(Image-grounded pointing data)
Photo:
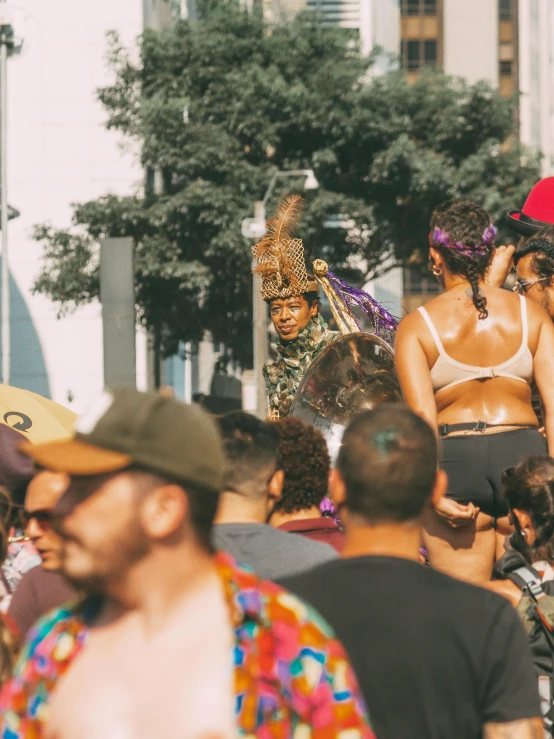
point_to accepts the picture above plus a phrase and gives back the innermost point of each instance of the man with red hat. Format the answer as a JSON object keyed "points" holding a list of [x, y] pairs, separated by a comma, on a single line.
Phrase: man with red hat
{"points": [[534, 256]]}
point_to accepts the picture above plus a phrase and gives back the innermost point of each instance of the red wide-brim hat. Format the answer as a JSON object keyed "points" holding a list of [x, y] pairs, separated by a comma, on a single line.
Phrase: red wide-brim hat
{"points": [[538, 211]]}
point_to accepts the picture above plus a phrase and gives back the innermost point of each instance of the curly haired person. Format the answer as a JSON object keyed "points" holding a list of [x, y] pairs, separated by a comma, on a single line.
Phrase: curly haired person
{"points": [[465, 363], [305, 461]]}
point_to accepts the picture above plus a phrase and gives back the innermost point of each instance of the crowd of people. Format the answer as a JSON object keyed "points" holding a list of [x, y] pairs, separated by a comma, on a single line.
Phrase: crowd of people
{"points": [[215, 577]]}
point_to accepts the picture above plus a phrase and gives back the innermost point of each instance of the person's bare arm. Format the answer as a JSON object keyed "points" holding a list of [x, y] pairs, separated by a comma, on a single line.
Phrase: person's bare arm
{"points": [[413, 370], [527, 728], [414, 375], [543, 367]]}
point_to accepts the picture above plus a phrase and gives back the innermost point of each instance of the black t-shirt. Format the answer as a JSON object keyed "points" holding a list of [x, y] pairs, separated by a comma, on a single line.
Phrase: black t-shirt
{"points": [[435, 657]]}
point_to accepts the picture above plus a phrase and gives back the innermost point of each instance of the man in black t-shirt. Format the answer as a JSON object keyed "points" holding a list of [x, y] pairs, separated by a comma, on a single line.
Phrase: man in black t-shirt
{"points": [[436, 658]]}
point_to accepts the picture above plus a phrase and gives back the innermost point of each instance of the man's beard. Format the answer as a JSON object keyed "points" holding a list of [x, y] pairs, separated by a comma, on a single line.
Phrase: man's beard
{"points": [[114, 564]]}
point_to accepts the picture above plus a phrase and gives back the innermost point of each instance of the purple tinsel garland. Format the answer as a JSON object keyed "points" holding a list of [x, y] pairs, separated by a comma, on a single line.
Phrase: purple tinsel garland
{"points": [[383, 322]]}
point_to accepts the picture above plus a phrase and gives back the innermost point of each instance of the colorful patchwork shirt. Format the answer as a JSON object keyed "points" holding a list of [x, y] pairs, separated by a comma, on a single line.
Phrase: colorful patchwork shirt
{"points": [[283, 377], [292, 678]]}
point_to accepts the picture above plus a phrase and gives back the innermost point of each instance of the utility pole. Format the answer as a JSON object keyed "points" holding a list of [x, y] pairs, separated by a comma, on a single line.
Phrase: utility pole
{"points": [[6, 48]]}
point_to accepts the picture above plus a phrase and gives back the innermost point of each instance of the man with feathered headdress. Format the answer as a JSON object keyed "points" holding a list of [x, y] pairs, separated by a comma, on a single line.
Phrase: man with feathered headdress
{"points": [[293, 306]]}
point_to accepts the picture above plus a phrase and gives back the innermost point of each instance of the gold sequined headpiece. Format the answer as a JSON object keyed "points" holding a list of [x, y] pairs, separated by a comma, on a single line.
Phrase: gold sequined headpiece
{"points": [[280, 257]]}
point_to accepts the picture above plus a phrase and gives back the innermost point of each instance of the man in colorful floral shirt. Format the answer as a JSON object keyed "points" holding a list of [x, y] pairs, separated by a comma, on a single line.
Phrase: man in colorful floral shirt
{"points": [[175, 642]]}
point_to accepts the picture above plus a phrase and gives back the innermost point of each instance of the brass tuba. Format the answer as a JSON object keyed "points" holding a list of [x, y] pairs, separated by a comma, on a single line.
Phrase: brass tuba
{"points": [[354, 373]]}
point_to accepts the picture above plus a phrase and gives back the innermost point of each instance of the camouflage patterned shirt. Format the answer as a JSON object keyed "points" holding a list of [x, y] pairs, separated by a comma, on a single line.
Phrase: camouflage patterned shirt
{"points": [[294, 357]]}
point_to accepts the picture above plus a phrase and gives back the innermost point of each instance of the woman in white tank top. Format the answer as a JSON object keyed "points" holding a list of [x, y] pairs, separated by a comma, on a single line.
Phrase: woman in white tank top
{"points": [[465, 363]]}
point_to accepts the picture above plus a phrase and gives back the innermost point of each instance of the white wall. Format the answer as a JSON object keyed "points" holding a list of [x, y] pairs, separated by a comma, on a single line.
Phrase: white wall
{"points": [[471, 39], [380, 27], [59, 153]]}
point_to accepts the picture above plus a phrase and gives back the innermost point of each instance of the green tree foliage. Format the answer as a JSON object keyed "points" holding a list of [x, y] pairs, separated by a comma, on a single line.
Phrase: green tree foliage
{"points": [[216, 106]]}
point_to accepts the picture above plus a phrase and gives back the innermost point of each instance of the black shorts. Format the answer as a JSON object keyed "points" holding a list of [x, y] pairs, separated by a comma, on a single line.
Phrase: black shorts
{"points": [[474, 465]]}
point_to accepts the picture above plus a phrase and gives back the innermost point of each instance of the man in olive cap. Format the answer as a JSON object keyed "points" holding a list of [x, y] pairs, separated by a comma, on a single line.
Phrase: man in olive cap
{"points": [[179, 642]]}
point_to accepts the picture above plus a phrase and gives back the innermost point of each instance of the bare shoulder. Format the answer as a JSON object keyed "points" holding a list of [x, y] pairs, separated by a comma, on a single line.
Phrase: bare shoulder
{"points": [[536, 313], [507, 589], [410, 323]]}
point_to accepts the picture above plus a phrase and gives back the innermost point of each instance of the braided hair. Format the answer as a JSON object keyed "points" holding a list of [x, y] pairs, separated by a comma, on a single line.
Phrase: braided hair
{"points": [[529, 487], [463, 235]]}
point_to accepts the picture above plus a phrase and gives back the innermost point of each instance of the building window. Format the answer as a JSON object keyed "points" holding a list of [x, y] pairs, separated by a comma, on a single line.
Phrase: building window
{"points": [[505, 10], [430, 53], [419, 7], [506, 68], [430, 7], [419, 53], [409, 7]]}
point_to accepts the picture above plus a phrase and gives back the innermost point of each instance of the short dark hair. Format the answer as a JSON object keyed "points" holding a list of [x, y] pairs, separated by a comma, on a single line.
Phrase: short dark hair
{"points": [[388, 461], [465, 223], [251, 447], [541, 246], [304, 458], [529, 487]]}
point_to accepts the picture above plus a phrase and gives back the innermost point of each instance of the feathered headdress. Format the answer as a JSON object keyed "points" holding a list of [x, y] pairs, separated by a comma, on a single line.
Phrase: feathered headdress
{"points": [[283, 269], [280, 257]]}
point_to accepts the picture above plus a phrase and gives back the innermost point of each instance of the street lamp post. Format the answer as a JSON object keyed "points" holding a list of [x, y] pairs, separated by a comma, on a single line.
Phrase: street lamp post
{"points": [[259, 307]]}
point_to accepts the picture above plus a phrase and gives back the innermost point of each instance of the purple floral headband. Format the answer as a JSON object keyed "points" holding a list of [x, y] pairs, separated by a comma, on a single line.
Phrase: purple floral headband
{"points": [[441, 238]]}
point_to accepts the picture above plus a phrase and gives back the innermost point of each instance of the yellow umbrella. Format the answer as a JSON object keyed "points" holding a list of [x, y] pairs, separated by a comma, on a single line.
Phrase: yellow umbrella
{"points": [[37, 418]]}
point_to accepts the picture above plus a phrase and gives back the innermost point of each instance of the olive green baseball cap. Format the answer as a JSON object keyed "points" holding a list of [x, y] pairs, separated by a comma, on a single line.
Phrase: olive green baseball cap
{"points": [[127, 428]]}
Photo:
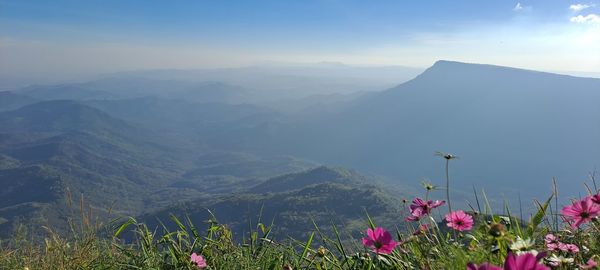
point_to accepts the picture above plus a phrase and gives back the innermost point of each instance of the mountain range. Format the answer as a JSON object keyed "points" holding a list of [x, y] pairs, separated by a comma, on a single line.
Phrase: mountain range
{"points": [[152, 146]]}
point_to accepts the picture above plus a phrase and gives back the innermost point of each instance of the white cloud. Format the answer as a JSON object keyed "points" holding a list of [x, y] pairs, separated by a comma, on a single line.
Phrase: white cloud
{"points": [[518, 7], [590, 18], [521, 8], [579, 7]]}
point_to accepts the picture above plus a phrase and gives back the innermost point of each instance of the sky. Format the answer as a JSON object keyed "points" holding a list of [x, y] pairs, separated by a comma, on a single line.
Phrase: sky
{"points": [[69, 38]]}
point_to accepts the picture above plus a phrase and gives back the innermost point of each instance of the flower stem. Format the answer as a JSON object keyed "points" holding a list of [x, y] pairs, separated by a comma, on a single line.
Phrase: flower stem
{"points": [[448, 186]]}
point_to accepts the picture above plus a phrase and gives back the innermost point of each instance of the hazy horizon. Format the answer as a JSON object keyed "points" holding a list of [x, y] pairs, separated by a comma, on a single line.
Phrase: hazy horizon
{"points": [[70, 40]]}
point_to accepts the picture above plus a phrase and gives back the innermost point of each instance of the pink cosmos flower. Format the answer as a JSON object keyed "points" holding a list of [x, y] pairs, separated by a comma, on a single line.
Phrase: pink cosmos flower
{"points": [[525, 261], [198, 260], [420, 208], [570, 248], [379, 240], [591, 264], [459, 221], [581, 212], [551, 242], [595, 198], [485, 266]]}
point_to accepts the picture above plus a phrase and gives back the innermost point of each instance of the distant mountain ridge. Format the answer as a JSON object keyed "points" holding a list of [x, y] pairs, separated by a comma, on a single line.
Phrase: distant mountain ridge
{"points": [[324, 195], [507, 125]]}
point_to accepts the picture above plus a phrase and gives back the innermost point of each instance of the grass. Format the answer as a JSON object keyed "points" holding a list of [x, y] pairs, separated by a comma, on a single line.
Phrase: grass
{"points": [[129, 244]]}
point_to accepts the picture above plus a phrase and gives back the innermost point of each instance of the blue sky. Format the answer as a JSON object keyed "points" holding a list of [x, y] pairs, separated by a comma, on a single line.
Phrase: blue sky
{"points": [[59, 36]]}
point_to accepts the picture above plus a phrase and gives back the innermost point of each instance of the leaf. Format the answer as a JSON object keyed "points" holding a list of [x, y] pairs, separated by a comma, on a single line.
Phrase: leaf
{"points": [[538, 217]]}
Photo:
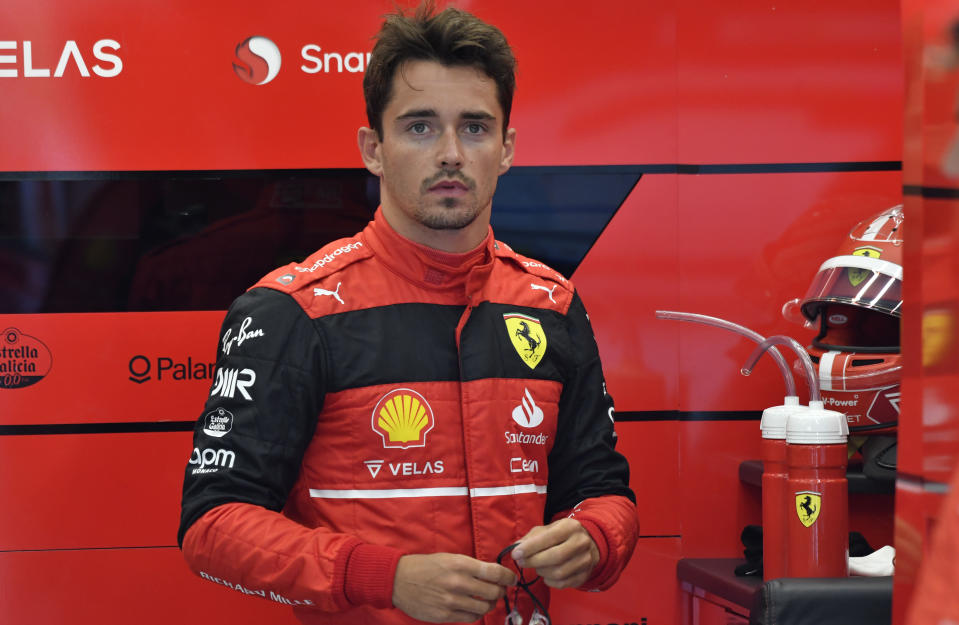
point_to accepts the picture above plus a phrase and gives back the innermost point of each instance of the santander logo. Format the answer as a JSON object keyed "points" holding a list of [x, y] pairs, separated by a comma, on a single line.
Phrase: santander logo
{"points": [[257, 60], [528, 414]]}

**BRIEF**.
Retype exactly the lines of the data above that fall between the line with "Phrase: short dark hair" and the line with "of the feathered", inclusive, and add nothing.

**THE COMPLETED TASK**.
Phrase: short dark hair
{"points": [[388, 461], [465, 223], [251, 447], [541, 246], [304, 458], [529, 487]]}
point_to accepts the picture above plus a phrase and gives back the innermost point of each instance of the feathered headdress. Format the answer as a JSON object keyed "points" holding a list of [x, y] pairs, separated by a comma, on a single line.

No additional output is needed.